▸ **PAGE EXCERPT**:
⁂

The existing policy commitments laid out in the recent update include:
- New homes to require a planning permit to be all-electric from 1 January 2024,
- Increased minimum energy efficiency standards for rented homes,
- Expansion of the VEU program to include induction cooktops
- A regulatory impact statement (RIS) to investigate options to progressively electrify all new residential, and most commercial buildings where appropriate electric appliance options are readily available, and the potential to require existing gas appliances be replaced with electric appliances when the current appliance reaches end-of-life,
- Mandatory 7-star efficiency standards for new home construction from May 2024,
- All new government buildings to be all-electric, including new schools and hospitals.
In establishing the SEC, the Victorian Government is also highlighting their support for building a renewable energy workforce and signalling the potential for further investment in energy efficiency programs into the future. Similarly, in expanding the VEU to include induction cooktops, the update has signalled the importance of financial supports as a key mechanism for households to be incentivised to begin, and as a vital way to support them through their transition.
Beyond households, the update has outlined the commitment of Victoria to ensure all government buildings are built as all-electric and will support industry to move towards a cleaner energy supply, though the parameters of this objective are yet to be clarified in regard to commitments towards bringing on more biogas and hydrogen.
Renew has been working hard over 2023, in partnership with a host of similarly motivated organisations, to continue to advocate for policy change in regard to household electrification and is recognises the significance of the Victorian government’s commitment to progress the roadmap to ensure all Victorians, and hopefully Australians, can access the benefits of gas-free households powered by efficient electric appliances.

⁂

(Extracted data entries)
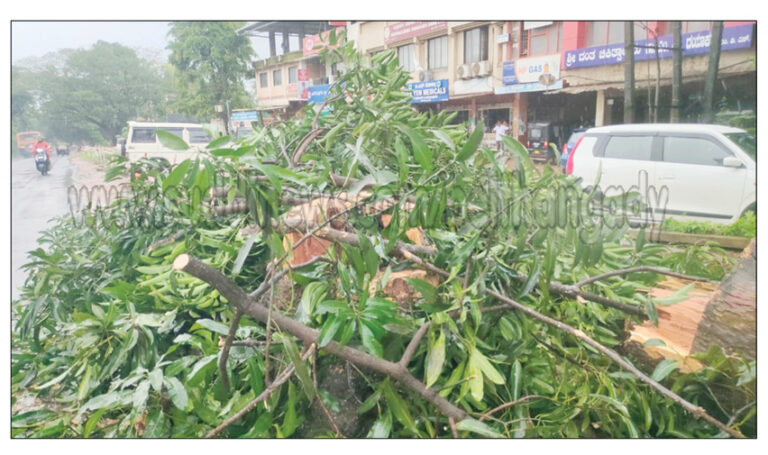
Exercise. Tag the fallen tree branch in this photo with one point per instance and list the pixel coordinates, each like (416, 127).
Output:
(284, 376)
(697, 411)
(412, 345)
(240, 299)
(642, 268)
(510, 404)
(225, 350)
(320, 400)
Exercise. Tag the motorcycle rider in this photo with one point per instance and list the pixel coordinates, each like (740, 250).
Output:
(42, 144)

⁂

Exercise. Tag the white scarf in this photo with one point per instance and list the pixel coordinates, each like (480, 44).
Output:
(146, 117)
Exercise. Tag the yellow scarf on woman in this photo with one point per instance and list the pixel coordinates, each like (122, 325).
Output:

⁂

▸ **TASKS TO COMPLETE**:
1. From the passage on Victoria's electrification policy, extract the text starting at "Renew has been" and ending at "efficient electric appliances.".
2. Answer these questions from the passage on Victoria's electrification policy:
(a) From what date must new homes that require a planning permit be all-electric?
(b) Which appliance was added to the VEU program?
(c) Which two kinds of new government buildings are named as examples that will be all-electric?

▸ **RESPONSE LIST**:
1.
Renew has been working hard over 2023, in partnership with a host of similarly motivated organisations, to continue to advocate for policy change in regard to household electrification and is recognises the significance of the Victorian government’s commitment to progress the roadmap to ensure all Victorians, and hopefully Australians, can access the benefits of gas-free households powered by efficient electric appliances.

2.
(a) 1 January 2024
(b) Induction cooktops
(c) Schools and hospitals